▶ What to produce
Reproduce verbatim the lines of the data below, starting at the line that contains "Target: grassy field" and stopping after the line that contains "155), (519, 111)]".

——————

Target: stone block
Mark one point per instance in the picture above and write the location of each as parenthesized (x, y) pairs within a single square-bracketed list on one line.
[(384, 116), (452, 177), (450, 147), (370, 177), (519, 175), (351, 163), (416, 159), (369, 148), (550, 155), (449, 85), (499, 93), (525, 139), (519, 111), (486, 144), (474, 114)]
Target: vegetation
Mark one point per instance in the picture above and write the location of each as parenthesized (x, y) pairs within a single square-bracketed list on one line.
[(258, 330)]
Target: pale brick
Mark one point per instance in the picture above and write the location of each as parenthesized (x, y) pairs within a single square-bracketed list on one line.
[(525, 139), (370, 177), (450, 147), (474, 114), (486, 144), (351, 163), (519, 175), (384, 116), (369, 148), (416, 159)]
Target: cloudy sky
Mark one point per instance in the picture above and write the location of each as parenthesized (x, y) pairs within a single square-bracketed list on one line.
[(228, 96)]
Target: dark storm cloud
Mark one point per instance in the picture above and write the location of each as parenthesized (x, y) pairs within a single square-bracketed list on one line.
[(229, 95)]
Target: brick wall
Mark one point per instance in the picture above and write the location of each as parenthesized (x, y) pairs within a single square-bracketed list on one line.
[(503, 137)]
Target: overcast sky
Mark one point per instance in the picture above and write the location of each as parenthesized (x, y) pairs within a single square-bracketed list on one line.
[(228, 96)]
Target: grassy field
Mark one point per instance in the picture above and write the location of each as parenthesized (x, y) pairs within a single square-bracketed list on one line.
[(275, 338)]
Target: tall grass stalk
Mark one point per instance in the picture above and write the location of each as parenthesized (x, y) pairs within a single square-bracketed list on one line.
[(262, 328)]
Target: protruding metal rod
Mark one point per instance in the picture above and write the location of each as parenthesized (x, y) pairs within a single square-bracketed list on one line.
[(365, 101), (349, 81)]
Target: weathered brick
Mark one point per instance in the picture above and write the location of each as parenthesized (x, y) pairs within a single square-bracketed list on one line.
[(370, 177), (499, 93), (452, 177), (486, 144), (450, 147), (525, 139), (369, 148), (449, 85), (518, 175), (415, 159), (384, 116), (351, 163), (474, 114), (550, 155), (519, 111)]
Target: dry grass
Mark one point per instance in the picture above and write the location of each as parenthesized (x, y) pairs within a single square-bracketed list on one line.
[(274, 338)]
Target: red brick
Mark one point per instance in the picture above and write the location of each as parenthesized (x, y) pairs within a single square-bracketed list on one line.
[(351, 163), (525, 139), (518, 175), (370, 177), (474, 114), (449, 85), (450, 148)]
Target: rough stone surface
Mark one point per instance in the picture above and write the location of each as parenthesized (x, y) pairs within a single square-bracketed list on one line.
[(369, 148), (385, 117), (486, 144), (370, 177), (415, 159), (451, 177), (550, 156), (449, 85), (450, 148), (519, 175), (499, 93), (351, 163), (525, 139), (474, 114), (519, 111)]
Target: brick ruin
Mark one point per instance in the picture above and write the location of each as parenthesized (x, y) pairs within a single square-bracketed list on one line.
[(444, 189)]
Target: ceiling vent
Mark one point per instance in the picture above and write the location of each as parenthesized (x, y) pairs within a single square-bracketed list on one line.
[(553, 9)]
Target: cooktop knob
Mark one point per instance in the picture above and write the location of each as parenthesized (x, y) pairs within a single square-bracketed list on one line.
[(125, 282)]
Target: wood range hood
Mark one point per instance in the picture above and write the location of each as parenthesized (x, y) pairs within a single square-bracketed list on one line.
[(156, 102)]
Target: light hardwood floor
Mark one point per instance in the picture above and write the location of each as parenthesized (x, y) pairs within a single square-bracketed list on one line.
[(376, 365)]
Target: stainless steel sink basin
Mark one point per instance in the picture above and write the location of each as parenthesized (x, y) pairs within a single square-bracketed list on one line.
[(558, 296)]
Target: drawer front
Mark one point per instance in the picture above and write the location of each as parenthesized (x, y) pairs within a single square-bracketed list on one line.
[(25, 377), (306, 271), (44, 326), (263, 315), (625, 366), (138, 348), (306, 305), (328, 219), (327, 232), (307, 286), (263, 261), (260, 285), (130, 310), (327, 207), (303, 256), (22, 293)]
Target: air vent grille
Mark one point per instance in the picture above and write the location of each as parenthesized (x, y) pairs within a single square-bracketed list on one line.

——————

▶ Full answer
Target: grassy field
Mark one point per instance in the picture above and write the location of each as parenthesized (x, y) pairs within a single square-bracketed list on one line.
[(275, 338)]
Target: tall grass stalk
Mark one point per instance in the picture above and write the location of each as parenthesized (x, y) pairs within a single square-bracketed list on one line.
[(262, 328)]
Target: protruding metal rod
Mark one point per instance in the picture above and write the location of each as parenthesized (x, y) pairs within a single square-bracketed list on one line.
[(365, 101), (349, 81)]
Target: weathered brick
Mark one point per instance in the picture above and write the location of each as parenthesized (x, y) pairs within a single square-bracketed list on one line.
[(370, 177), (499, 93), (452, 177), (486, 144), (450, 147), (525, 139), (369, 148), (449, 85), (518, 175), (415, 159), (384, 116), (351, 163), (474, 114), (550, 155), (519, 111)]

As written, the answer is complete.